I hear everything that my hon. Friends have said about the Azure card and section 4 support. I will not declare a new Labour party policy, I am afraid. Of course, the Government have to keep the concept of the card under review, because if it is genuinely more expensive to provide than the savings it brings, that is obviously to cut off one’s nose to spite one’s face. I will not make a new financial commitment today. The Government must, of course, review the amounts, and it is time that they got on with that this year.

I want to make a point about paperless children. A significant number of children who come to this country as asylum seekers say that they are 15, but the system says, “No, you aren’t 15; you are 18 or 19. You are an adult and should go through the adult process.” One difficulty is that many people destroy their papers the moment they get on an aeroplane. I wonder whether there is any means of ensuring that airlines scan the documents required to be shown before people can get on an aeroplane, so that if the documents are destroyed on the aeroplane, they are not entirely lost to the system, and people cannot thereafter claim that they are completely and utterly paperless and therefore stateless.

I congratulate the hon. Member for Brent Central on advancing this issue. Having seen, when Labour was in government, several ex-Ministers find conviction about policies that they did not necessarily exhibit when they were in office, I hope that she will retain her commitment when she returns to office, which I am sure the Prime Minister will want to enable very swiftly.

§ **GIVEN DATA**:
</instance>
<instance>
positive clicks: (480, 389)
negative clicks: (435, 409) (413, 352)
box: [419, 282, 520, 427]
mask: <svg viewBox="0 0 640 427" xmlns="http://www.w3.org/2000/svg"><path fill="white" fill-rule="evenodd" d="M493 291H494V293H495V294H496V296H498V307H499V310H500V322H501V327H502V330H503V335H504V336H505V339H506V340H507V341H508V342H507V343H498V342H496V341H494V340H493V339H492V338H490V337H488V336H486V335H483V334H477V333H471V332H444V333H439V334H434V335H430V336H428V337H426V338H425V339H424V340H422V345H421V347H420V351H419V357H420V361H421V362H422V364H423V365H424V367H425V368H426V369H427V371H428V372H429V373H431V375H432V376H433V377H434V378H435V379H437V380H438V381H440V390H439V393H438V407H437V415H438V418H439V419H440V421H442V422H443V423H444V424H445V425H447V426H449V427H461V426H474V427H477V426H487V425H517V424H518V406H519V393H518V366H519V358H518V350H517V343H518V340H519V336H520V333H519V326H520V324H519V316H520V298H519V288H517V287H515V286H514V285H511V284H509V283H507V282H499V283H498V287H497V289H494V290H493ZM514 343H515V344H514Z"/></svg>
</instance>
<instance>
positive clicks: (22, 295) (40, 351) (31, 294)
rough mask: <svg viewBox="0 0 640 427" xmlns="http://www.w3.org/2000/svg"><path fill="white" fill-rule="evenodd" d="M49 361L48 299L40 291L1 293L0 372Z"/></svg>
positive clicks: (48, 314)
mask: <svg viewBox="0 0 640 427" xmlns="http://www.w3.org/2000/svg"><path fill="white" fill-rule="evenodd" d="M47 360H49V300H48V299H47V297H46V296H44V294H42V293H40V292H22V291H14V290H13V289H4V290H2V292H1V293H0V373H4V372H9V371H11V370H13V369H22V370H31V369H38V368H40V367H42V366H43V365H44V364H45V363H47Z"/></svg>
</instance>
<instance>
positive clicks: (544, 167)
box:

§ **PROMPT 1**: In the speech, who is congratulated on advancing this issue?
§ **PROMPT 2**: Retype everything in the speech from "I want to make" down to "and therefore stateless.".
Work from the speech alone; the entries play no part here.

§ **FINAL ANSWER 1**: The hon. Member for Brent Central.

§ **FINAL ANSWER 2**:
I want to make a point about paperless children. A significant number of children who come to this country as asylum seekers say that they are 15, but the system says, “No, you aren’t 15; you are 18 or 19. You are an adult and should go through the adult process.” One difficulty is that many people destroy their papers the moment they get on an aeroplane. I wonder whether there is any means of ensuring that airlines scan the documents required to be shown before people can get on an aeroplane, so that if the documents are destroyed on the aeroplane, they are not entirely lost to the system, and people cannot thereafter claim that they are completely and utterly paperless and therefore stateless.